The teacher spoke to the students, saying, “A man rises and walks. What does this tell you?”
Bumbo answered, “A man is his actions.”
Bumbo rushed to his desk and started erasing commas.
The teacher’s sentence illustrates that a man can do more than one action. As Bumbo realizes, a man can do actions. In the same way, the subject of the sentence can have more than one predicate. If Bumbo puts a comma before the second predicate, he separates the subject from one of its actions. He already knows that the subject should not be separated from the predicate, so he rushes to find and erase any commas before the second predicate. When he erases those commas, he connects the subject to its actions.
According to Zen Comma Rule AJ, we don’t use a comma to separate the subject from the predicate. This is still true if the sentence has a compound predicate, as in the following example.
The files you sent were infected with some sort of virus and could not be opened on our system.
The subject is files. This subject has two predicates. The first predicate is were infected with some sort of virus. The second predicate is could not be opened on our system. The subject files, therefore, has two actions. We see that this is true when we break the sentence into two sentences.
The files you sent were infected with some sort of virus.
The files you sent could not be opened on our system.
Because the two predicates are a bit long, some writers will mistakenly put a comma after virus, which is the last word of the first predicate. This breaks Zen Comma Rule AK: Don’t use a comma to separate two parts of a compound predicate.
If we put a comma there, we separate the second predicate from the subject, thus breaking two commas rules at once.

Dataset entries
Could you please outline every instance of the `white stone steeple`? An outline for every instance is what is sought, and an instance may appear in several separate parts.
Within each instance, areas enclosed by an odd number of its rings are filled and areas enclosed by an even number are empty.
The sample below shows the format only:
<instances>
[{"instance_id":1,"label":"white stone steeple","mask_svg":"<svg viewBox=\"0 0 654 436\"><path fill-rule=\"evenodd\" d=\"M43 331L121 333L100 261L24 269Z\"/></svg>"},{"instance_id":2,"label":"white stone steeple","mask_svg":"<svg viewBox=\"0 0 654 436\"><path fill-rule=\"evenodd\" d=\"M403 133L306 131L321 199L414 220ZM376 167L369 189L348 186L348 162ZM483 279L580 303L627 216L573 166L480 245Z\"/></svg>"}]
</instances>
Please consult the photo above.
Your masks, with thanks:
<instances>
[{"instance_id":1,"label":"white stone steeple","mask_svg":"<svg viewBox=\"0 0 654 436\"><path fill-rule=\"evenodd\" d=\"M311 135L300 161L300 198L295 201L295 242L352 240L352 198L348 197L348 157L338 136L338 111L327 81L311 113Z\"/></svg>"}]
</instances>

Brief 1 - In the comma lesson, rewrite everything from "According to Zen" down to "and could not be opened on our system.", replacing "virus" with "malware".
Brief 2 - List every sentence in the comma lesson that begins with the words "The files you sent".

Worked solution 1 -
According to Zen Comma Rule AJ, we don’t use a comma to separate the subject from the predicate. This is still true if the sentence has a compound predicate, as in the following example.
The files you sent were infected with some sort of malware and could not be opened on our system.

Worked solution 2 -
- The files you sent were infected with some sort of virus and could not be opened on our system.
- The files you sent were infected with some sort of virus.
- The files you sent could not be opened on our system.